» **Work to complete**
1. Answer these questions from the NHS staff survey article:
(a) What percentage of all NHS staff reported experiencing physical violence from patients, relatives or other members of the public?
(b) At how many trusts did employees take part in the survey?
(c) What percentage of those asked to participate responded to the survey in 2009?
2. Write out, word for word, the portion of the NHS staff survey article between "The survey by" and "or other colleagues.", inclusive.

» **Provided passage**
◆ ◆ ◆ ◆ ◆
One-third of NHS staff would not want relatives treated in their hospitals: survey
17 March 2011
More than a third of respondents in a survey of Britain's National Health Service (NHS) employees, said they would be unhappy to have their relatives or friends treated in the hospitals they work in, reflecting their low morale. Nearly a half would not recommend their trust as a place to work.
The survey by Care Quality Commission (CQC), the independent regulator for health and adult social care in England, also reveals that eight per cent of the National Health Service (NHS) staff overall reported experiencing physical violence from patients, relatives or other members of the public.
About 15 per cent said they had been subjected to bullying, harassment and even abuse. The figures on violence were higher for front-line staff (12 per cent), particularly workers in ambulance trusts (18 per cent) and mental health trusts (15 per cent).
Bullying, harassment and abuse from patients and relatives were also more prevalent among front-line staff (18 per cent) and much worse for ambulance workers (27 per cent). Fifteen per cent of all staff had experienced bullying, harassment and abuse from their line manager or other colleagues.
The CQC published the results of its eighth annual survey, organised to elicit the views of the NHS staff across England. Almost 165,000 employees at the country's 388 trusts took part in the survey, which was carried out during the final quarter of last year. Only 54 per cent of those who were asked to participate, responded to the survey, compared with 55 per cent in 2009.
The survey covered all occupational groups, from doctors and nurses to clerical workers, and from radiographers to clinical psychologists.
◆ ◆ ◆ ◆ ◆
(Photo-based referring expression data)
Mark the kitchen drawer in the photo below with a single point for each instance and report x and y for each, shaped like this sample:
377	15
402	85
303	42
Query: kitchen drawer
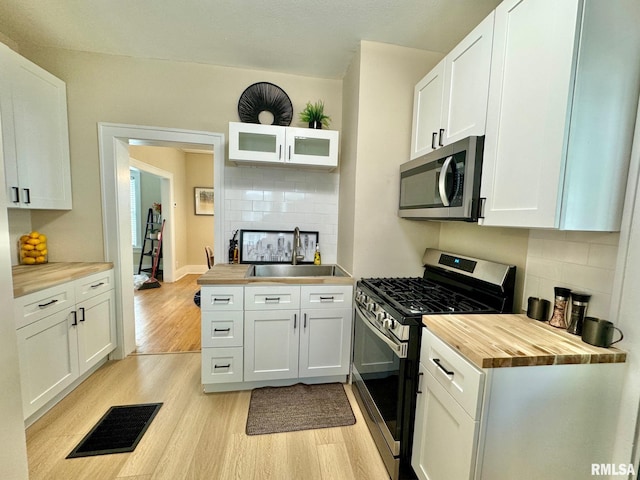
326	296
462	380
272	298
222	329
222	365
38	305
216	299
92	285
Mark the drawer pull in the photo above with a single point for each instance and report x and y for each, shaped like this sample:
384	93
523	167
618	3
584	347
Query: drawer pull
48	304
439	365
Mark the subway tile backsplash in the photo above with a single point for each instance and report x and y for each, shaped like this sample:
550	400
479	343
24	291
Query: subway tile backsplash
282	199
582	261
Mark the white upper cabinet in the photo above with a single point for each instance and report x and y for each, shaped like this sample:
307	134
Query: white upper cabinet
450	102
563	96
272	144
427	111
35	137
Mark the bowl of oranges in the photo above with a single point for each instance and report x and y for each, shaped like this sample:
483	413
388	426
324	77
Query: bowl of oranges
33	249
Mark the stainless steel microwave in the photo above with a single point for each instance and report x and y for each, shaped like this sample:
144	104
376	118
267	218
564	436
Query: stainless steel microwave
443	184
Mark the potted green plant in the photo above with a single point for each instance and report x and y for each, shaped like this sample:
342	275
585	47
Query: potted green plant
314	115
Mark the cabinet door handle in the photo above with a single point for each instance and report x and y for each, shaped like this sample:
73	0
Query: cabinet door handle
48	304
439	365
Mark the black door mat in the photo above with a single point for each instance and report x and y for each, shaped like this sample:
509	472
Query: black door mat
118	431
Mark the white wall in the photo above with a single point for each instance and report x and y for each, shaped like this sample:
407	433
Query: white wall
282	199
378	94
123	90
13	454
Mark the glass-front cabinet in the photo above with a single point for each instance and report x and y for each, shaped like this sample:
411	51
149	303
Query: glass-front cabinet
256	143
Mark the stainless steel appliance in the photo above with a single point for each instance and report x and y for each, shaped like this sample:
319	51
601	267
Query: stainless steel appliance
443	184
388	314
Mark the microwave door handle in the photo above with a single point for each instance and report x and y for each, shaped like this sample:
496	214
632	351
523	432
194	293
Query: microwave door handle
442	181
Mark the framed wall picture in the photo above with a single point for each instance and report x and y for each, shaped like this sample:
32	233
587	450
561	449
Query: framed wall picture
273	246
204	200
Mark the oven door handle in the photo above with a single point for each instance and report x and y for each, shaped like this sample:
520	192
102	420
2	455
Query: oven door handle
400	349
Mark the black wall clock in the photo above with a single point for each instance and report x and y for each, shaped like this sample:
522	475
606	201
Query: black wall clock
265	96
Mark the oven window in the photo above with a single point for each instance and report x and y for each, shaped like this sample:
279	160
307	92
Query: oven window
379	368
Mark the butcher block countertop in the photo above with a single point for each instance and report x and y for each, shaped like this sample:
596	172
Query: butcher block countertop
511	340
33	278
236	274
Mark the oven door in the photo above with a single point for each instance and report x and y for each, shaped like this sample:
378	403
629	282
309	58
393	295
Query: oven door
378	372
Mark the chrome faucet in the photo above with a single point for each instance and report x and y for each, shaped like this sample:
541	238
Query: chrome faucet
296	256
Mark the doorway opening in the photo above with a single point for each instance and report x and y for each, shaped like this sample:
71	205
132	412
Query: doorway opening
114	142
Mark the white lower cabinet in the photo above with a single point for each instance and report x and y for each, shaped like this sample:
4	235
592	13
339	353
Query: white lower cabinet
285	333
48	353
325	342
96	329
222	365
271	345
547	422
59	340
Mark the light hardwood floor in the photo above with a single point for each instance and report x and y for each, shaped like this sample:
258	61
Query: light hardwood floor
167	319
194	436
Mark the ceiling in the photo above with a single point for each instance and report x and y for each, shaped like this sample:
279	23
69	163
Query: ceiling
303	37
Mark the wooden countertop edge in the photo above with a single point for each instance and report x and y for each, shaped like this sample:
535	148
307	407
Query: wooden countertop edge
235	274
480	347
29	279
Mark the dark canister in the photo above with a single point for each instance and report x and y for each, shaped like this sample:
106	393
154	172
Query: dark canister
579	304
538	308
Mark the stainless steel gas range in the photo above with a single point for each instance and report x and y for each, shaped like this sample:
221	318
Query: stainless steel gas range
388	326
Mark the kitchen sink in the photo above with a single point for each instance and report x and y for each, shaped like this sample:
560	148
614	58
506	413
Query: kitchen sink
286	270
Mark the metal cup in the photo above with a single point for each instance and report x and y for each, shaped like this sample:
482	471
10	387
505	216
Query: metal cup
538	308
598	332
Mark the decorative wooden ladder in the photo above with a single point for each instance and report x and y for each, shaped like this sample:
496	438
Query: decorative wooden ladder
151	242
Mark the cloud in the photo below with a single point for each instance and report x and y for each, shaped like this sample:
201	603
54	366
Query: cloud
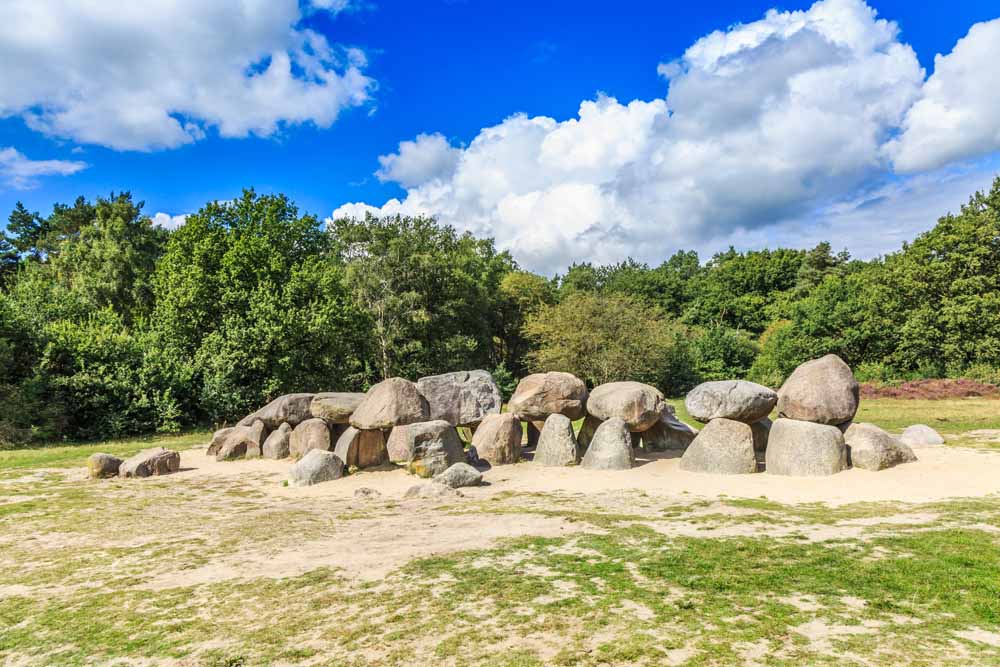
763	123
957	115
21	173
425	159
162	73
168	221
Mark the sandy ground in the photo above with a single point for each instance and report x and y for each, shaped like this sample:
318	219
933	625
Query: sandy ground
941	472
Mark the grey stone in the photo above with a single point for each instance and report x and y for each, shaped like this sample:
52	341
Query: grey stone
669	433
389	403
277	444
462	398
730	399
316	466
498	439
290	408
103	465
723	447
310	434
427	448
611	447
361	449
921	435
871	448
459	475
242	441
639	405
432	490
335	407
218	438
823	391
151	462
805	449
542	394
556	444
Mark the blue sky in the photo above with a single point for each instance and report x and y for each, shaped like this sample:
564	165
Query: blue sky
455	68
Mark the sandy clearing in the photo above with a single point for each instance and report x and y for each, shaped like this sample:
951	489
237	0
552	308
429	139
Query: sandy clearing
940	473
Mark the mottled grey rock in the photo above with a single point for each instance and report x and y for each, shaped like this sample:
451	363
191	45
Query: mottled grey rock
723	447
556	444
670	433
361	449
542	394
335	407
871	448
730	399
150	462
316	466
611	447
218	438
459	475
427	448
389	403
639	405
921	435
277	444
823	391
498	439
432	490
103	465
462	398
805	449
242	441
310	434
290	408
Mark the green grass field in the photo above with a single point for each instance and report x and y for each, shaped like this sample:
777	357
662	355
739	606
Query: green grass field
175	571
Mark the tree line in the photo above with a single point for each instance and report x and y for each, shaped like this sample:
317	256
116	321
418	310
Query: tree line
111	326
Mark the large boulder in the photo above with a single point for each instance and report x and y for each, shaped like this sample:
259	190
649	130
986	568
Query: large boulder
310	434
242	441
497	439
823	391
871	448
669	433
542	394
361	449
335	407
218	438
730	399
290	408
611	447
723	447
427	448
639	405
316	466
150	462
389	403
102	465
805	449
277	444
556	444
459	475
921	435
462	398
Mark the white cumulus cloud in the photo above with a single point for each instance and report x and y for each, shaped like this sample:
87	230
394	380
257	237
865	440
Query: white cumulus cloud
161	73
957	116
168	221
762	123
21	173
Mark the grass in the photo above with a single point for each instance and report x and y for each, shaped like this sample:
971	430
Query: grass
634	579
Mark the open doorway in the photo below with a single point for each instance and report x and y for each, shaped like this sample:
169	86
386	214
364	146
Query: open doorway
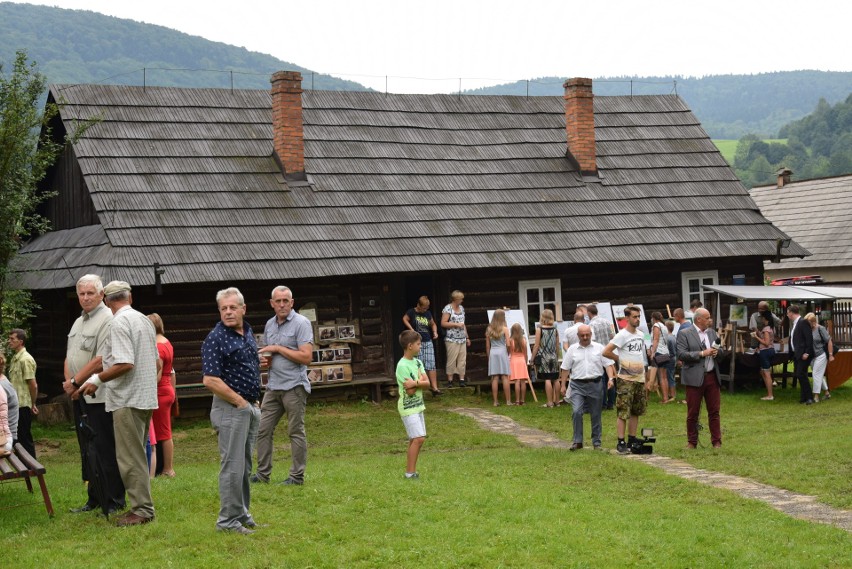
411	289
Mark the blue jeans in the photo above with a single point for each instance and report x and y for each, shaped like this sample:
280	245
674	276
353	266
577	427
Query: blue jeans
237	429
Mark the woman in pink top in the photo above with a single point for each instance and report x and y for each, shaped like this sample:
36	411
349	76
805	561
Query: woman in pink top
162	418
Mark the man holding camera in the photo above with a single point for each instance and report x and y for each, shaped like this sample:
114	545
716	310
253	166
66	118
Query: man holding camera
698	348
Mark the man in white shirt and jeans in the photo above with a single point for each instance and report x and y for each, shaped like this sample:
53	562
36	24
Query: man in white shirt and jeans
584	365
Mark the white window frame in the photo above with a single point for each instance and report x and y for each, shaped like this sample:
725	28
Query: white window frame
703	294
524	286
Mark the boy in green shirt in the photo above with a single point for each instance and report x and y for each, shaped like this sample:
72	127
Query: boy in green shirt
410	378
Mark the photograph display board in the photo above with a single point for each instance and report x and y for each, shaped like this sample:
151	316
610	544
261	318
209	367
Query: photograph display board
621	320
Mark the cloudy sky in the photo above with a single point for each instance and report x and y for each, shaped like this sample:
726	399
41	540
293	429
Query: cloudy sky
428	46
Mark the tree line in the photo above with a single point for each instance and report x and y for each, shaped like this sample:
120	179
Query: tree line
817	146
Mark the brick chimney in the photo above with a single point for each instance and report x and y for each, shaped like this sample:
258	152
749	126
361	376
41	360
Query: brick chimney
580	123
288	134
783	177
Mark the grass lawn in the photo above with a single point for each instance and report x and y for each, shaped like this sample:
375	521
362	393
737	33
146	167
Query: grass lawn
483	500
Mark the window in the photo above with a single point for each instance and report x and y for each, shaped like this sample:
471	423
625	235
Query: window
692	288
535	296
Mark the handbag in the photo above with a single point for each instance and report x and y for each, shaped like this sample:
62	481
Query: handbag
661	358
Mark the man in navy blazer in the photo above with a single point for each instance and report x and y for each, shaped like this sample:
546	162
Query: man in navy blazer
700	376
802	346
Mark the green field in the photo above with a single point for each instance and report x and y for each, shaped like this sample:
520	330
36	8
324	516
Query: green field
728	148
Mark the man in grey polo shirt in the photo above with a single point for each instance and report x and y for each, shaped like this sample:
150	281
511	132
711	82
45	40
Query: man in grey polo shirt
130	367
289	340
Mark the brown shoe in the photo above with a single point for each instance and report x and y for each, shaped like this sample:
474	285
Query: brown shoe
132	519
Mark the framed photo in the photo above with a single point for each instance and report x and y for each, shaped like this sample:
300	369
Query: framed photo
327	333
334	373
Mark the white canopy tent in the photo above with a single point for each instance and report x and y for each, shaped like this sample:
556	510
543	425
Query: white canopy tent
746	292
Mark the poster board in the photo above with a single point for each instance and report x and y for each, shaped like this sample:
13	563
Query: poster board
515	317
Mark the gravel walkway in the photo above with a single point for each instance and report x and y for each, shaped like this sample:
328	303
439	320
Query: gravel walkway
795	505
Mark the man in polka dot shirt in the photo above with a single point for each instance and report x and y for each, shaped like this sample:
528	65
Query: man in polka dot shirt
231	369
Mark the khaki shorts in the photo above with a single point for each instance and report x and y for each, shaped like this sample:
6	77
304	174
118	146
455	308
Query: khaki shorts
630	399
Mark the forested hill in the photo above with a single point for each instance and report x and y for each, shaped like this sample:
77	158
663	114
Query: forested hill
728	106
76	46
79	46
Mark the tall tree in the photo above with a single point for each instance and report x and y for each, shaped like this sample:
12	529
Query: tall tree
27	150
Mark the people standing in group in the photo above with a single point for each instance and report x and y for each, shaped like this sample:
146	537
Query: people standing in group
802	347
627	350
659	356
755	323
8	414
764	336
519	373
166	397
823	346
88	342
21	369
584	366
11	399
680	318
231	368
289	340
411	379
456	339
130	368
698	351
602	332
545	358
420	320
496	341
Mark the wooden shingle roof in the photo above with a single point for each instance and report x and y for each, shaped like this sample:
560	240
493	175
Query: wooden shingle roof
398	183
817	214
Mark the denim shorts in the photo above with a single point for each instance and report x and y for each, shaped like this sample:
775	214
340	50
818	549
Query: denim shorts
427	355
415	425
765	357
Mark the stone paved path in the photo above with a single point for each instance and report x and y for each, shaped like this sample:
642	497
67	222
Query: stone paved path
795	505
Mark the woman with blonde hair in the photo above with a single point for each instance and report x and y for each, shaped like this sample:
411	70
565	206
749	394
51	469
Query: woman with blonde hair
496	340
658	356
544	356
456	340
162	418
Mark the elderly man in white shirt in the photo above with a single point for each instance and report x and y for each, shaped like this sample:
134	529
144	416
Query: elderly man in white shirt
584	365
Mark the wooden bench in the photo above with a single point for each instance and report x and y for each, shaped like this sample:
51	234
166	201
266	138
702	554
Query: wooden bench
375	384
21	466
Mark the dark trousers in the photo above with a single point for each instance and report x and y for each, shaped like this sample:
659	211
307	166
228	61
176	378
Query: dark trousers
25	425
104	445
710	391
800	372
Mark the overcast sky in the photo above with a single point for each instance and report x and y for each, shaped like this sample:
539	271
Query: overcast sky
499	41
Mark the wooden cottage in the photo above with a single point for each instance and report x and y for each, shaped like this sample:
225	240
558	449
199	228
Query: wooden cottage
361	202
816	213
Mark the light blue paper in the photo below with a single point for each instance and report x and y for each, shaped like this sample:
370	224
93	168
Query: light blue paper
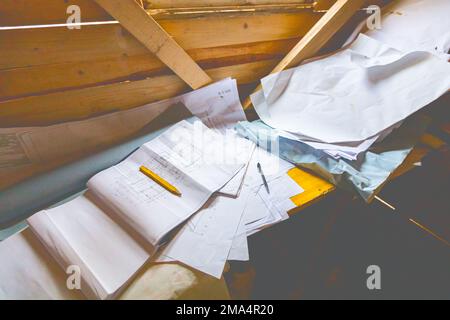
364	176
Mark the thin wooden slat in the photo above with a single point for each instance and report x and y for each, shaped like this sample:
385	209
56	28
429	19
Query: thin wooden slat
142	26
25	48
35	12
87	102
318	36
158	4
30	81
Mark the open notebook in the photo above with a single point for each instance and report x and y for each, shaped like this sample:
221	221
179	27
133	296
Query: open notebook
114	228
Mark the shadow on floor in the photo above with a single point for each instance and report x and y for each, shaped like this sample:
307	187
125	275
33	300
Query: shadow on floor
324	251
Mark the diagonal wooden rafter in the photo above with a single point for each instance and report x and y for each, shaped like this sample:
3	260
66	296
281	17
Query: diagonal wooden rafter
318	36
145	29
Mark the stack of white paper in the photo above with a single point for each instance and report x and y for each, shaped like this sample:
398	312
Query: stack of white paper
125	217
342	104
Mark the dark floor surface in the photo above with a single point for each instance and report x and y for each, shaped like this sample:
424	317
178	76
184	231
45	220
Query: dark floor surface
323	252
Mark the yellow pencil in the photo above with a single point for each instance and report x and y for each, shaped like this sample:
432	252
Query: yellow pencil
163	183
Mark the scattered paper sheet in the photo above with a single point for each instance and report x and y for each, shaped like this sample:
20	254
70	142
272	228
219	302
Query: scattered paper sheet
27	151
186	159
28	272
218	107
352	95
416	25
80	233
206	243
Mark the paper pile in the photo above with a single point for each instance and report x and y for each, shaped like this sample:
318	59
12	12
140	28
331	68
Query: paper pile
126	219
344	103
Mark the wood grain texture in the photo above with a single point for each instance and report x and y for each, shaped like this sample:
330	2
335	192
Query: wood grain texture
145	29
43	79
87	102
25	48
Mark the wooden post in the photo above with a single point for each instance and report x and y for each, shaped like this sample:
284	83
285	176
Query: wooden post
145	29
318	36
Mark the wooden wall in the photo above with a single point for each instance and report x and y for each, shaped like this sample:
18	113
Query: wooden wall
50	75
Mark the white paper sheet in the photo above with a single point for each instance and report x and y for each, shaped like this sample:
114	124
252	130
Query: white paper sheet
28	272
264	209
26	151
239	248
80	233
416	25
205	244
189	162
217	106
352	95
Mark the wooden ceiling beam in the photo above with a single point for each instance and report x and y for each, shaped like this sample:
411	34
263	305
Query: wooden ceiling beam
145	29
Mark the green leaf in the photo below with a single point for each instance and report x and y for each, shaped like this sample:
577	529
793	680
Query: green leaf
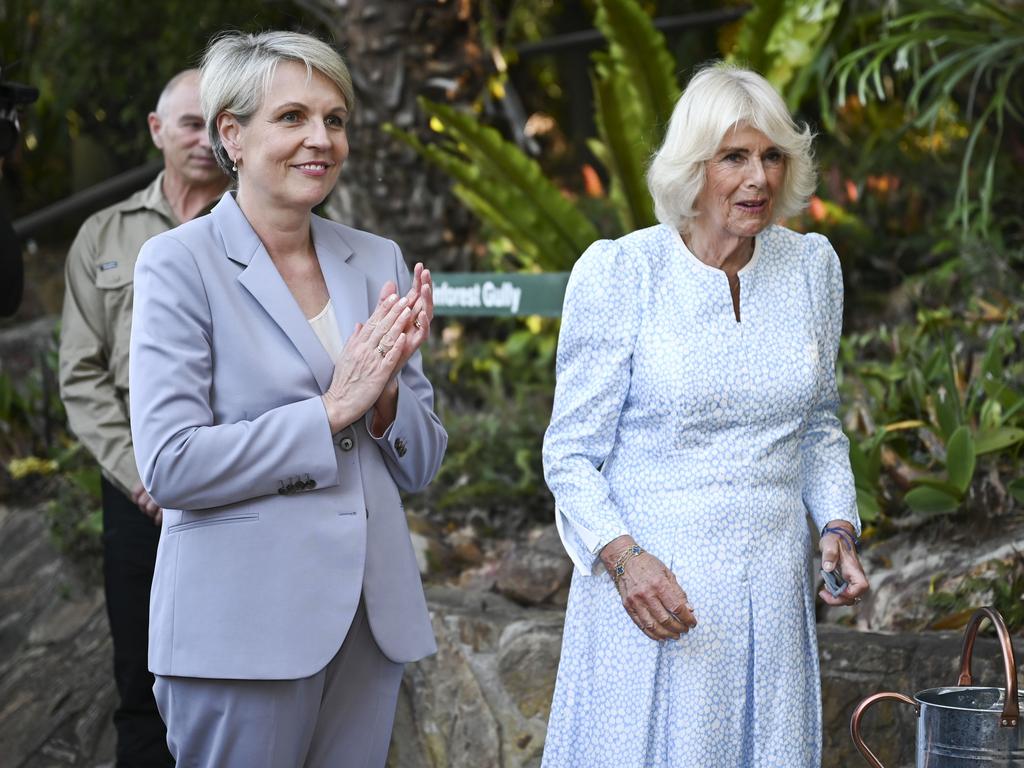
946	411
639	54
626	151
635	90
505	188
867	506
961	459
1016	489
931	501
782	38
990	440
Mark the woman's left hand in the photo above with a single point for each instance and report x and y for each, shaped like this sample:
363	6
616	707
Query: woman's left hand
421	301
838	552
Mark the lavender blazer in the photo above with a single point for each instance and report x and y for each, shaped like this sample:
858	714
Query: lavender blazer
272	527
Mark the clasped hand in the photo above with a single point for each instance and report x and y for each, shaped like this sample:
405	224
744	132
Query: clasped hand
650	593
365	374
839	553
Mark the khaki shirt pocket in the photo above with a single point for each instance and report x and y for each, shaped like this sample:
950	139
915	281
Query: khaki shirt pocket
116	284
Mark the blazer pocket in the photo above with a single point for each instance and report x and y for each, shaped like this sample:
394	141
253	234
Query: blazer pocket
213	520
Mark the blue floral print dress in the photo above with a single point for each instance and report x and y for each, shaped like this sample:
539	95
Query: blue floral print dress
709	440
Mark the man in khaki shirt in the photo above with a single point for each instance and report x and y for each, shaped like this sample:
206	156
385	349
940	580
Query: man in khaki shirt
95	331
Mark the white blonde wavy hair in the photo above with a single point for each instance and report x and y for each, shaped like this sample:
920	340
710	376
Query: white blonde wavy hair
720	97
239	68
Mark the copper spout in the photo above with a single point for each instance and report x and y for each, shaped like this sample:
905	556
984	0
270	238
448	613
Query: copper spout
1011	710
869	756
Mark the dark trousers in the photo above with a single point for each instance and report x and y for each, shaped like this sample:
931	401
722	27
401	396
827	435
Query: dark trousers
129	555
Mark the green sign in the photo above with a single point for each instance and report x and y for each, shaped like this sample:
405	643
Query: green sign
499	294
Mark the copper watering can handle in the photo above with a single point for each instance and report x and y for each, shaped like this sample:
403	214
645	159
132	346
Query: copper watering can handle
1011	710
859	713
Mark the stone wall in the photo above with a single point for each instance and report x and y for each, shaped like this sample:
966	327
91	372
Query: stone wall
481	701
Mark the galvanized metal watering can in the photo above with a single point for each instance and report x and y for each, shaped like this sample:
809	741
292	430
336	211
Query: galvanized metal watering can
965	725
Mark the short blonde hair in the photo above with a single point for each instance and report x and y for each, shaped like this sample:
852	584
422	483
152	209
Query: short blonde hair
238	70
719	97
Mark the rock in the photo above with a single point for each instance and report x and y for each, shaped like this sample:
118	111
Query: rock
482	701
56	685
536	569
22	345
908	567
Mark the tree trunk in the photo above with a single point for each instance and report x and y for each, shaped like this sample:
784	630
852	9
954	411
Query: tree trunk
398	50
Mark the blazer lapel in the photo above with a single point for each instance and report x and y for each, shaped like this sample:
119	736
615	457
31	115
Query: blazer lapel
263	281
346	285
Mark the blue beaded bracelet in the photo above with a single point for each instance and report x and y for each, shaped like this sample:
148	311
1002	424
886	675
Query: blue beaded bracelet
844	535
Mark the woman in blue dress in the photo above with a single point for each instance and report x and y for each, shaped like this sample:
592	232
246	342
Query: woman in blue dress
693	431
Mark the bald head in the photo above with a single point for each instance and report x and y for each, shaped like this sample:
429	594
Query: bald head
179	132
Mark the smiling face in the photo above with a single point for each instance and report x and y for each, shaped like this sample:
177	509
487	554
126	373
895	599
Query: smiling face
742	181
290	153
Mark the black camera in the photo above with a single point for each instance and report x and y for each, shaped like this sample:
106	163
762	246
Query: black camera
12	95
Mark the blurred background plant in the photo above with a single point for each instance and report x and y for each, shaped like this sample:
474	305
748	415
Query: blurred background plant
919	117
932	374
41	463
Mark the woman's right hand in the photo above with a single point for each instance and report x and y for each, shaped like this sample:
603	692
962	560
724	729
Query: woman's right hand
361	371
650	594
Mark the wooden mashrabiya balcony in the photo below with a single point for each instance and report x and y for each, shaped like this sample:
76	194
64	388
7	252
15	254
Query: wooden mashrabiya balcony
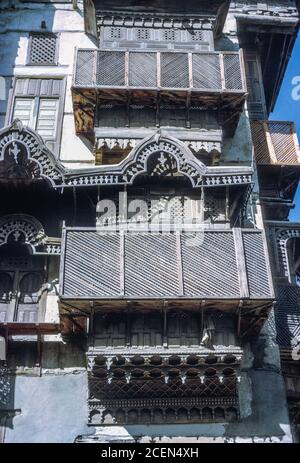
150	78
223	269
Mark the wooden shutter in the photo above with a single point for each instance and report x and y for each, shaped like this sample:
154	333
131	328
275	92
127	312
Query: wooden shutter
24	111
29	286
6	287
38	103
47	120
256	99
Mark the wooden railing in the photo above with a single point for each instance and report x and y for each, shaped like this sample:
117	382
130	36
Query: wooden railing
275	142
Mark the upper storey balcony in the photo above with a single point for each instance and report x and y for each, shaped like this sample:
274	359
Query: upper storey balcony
◆ ◆ ◆ ◆ ◆
» **Responses by task**
1.
(a) Eight per cent.
(b) 388.
(c) 55 per cent.

2.
The survey by Care Quality Commission (CQC), the independent regulator for health and adult social care in England, also reveals that eight per cent of the National Health Service (NHS) staff overall reported experiencing physical violence from patients, relatives or other members of the public.
About 15 per cent said they had been subjected to bullying, harassment and even abuse. The figures on violence were higher for front-line staff (12 per cent), particularly workers in ambulance trusts (18 per cent) and mental health trusts (15 per cent).
Bullying, harassment and abuse from patients and relatives were also more prevalent among front-line staff (18 per cent) and much worse for ambulance workers (27 per cent). Fifteen per cent of all staff had experienced bullying, harassment and abuse from their line manager or other colleagues.